* BEGIN *
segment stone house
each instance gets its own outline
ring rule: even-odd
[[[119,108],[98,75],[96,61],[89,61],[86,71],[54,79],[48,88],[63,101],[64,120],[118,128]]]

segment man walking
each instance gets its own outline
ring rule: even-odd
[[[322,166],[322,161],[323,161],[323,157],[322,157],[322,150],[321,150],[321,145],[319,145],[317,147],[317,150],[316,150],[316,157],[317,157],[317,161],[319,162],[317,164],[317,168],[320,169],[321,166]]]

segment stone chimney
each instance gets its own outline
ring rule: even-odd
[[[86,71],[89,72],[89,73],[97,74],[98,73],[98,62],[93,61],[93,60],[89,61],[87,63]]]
* END *
* BEGIN *
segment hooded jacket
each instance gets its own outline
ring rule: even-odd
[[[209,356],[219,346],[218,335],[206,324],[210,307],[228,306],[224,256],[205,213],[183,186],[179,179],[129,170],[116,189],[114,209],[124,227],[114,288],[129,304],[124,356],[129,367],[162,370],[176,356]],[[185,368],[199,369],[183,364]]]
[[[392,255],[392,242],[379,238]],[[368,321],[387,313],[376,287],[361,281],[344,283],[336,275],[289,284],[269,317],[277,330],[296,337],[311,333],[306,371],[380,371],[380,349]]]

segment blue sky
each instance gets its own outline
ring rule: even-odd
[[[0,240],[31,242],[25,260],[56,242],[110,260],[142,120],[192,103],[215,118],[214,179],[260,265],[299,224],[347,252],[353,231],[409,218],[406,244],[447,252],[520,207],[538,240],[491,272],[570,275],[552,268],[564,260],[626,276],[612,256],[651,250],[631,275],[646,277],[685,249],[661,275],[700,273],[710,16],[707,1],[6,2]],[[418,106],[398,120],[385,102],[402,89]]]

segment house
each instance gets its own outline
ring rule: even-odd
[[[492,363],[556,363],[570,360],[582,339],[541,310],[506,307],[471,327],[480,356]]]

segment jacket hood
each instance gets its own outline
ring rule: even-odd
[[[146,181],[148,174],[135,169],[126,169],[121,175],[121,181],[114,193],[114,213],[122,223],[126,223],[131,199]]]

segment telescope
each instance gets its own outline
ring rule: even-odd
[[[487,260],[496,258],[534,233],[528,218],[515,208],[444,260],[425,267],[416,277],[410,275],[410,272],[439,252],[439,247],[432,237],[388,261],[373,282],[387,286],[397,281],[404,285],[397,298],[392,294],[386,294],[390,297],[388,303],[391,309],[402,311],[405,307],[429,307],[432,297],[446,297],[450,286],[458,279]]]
* END *
*Aim*:
Count the lines in the rows above that contain the word "jacket", and reply with the number alone.

*Result of this exercise*:
2